Render the stretch from the line containing "Where can you spot the chimney" through the end of the rows below as a Markdown table with two columns, No. and Line. Give each line its number and leave out blank lines.
-- START Information supplied --
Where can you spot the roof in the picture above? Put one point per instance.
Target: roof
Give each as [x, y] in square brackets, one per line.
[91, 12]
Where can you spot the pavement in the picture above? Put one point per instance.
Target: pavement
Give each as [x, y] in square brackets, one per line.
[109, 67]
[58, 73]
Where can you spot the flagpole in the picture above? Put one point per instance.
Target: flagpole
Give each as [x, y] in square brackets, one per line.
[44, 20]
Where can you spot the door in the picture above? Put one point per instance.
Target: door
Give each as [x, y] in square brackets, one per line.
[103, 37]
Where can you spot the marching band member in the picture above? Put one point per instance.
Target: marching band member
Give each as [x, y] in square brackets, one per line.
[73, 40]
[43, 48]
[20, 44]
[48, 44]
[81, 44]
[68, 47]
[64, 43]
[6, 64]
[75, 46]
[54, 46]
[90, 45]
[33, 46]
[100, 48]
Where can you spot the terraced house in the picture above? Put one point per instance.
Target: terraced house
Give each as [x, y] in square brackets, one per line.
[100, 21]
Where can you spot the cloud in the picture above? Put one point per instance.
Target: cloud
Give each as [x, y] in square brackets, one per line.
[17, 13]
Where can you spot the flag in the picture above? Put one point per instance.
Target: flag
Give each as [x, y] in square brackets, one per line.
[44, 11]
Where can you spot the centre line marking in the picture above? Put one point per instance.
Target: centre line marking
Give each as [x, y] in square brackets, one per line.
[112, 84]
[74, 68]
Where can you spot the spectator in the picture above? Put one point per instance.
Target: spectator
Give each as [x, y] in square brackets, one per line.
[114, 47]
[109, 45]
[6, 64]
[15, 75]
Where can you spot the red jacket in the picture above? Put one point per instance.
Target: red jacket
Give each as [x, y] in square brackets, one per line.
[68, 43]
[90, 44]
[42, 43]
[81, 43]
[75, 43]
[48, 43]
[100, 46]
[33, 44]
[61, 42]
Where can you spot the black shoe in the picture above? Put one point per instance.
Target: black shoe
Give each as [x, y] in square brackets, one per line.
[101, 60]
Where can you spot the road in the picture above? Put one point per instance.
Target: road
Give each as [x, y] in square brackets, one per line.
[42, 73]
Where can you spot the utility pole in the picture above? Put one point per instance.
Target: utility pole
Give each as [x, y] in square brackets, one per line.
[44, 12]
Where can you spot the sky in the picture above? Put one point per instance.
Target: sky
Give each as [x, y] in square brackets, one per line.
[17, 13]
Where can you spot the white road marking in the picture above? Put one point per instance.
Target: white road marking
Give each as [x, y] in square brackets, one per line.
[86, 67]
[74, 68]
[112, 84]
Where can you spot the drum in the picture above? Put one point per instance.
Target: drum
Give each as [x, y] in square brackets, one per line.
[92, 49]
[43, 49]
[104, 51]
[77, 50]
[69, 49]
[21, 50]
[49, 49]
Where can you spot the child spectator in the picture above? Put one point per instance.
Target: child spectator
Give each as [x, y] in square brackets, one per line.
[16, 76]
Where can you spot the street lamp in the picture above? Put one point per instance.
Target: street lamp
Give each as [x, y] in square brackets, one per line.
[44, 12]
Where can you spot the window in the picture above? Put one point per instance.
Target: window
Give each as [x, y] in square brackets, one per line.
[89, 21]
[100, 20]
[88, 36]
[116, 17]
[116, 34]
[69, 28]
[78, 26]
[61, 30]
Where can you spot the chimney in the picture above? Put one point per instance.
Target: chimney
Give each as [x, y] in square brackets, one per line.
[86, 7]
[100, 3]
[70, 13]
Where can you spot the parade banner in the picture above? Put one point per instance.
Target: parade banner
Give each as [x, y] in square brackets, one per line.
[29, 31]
-- END Information supplied --
> _Response to the exercise_
| No. | Line |
|---|---|
| 1 | Where can you spot the chimney in the picture above? Put one point per instance. |
| 2 | Target: chimney |
| 3 | Give each as [x, y] in square brackets, one per line. |
| 4 | [86, 7] |
| 5 | [100, 3] |
| 6 | [70, 13] |
| 7 | Where can you spot the parade banner in the picture above? Put one point per instance. |
| 8 | Target: parade banner |
| 9 | Give each as [x, y] in square brackets, one per line. |
| 10 | [29, 31] |